Lines from the one containing "Query: tall tree" through the last one in the data below: write them out word for word, and only them.

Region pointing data
■ ■ ■ ■ ■ ■ ■

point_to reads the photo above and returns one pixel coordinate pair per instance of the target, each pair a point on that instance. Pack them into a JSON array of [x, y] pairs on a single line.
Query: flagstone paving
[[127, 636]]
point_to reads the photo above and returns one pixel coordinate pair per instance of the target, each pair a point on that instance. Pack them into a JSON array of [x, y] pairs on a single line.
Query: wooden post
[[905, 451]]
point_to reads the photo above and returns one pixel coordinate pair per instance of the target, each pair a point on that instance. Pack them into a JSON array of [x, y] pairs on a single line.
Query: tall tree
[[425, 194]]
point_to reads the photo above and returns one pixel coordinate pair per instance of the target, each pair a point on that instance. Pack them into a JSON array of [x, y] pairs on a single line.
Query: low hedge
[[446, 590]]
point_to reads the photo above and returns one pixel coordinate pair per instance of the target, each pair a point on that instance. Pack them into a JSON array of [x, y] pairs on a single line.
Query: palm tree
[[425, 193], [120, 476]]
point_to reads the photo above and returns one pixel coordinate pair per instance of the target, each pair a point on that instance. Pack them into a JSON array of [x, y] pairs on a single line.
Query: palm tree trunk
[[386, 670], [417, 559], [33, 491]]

■ ■ ■ ■ ■ ■ ■

◆ Exercise response ◆
Query: tall tree
[[425, 194]]
point_to reads the photo above and returns one pixel coordinate pair per instance of the target, each pair a point on that instance. Pack them into a JSON array of [x, y] pairs on a single line.
Query: low hedge
[[446, 590]]
point_to reads the photo above and returns one pixel coordinate pair per instance of the target, each pair a point on that instance. Pack them into a JSON array of [x, y] pairs on a single line.
Query: palm tree
[[425, 193], [120, 476]]
point_to reads the photo above and returns one pixel coordinate pair per instance of the target, each pair a point on that instance. Pack them into a JSON array of [x, y] pairs on a single line.
Query: palm tree trunk
[[386, 670], [417, 559], [33, 491]]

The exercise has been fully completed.